The Air Force is looking to increase the use of autonomous technology and has released a Broad Agency Announcement for industry participation, according to a July 7 agency notice. The objective of Science and Technology for Autonomous Teammates (STAT) program is to develop and demonstrate autonomy technologies that will enable various AF mission sets. The STAT program will push for research to strengthen three capabilities: Multi-domain Command and Control (MDC2); Intelligence, Surveillance, Reconnaissance (ISR) Processing, Exploitation, and Dissemination (PED); and Manned-Unmanned Teaming (MUM-T) in combat situations.
Autonomy is a capability (or a set of capabilities) that enables a particular action of a system to be automatic or, within programmed boundaries, “self-governing.” Autonomous systems provide a considerable opportunity to enhance future Air Force operations by potentially reducing unnecessary manning costs, increasing the range of operations, enhancing capabilities, providing new approaches to air power, reducing the time required for critical operations, and providing increased levels of operational reliability, persistence and resilience. This is the view of Air Force Office of the Chief Scientist that has come with report “Autonomous Horizons Volume I: Human Autonomy Teaming”.

Listed records:

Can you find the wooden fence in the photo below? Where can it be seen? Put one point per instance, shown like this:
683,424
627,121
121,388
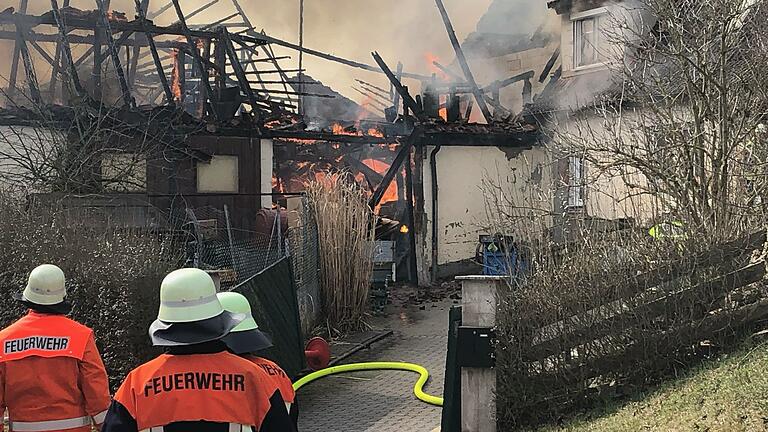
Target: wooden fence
656,321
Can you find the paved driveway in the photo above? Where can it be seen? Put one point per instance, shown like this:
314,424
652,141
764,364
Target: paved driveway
383,401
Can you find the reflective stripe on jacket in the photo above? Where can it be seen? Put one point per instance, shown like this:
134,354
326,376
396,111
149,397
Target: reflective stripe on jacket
52,377
216,387
277,377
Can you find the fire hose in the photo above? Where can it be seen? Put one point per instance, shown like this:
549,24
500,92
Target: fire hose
418,388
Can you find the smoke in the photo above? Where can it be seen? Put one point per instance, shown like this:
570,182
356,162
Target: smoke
407,31
400,30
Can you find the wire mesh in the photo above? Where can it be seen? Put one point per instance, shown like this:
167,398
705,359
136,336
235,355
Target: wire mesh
239,254
304,251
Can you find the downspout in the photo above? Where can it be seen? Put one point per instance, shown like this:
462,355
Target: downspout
433,170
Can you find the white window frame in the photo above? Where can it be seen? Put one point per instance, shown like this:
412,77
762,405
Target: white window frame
576,186
577,19
235,180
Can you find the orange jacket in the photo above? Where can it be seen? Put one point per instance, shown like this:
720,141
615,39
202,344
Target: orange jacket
277,377
217,387
51,375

Work to do:
1. Rewrite the rows from the line containing "Can you find the wire" through the last row, inclusive, copying the requests and their format samples unchanged. In the answers, shift each point coordinate by adding 137 to it.
2. Pick up the Air Force autonomy text after its last sentence and keep writing.
The rows are unrelated to the text.

Expected results:
1.
Can you find the wire mesh in the photo above? Where can it be seen? Put one point per instance, shown like this:
167,398
705,359
136,336
235,355
Target: wire mesh
376,391
441,388
Can you find the downspout in the photo above? Where can it be seen? Put one point per instance, shown like this:
462,355
Target: downspout
570,307
Can you find the white window frame in the photo above? Where can it be seen? Put one point per instance, shown like this:
412,77
762,405
Target: white window frame
713,323
714,156
372,317
Can you find the orange jacket in the photo above? Where can it be seen? Put one point per instance, shown like this:
720,141
615,39
202,344
Target: orange jacket
414,514
354,524
188,512

2.
The Science and Technology for Autonomous Teammates (STAT) program is seeking to improve Air Force operations through machine learning that uses human-machine teaming, autonomous decision-making processes, and information analytics research, according to the BAA overview.
DOD has been seeking to advance initiatives that focus on machine learning and artificial intelligence since the “Third Offset” strategy was unveiled in September 2014. The continued efforts are intended to promote technologies and concepts that support the U.S. military’s technological advantage.
The total estimated value is $950 million for the total period of performance, which is based on the following annual estimates: $118 million in FY 2018, $152 million in FY 2019, $159 million in FY 2020, $153 million in FY 2021, $149 million in FY 2022, and $219 million in FY 2023.
The program seeks technologies that:
1) Enable airman-machine teaming for executing Air Force missions.
2) Reduce workload or manning without compromising mission effectiveness or decision timelines.
3) Enable autonomous systems to understand commander’s intent and mission requirements and adapt to changing circumstances in a manner consistent with commander’s intent.
4) Allow autonomous and unmanned systems to safely and efficiently integrate into Air Force operations.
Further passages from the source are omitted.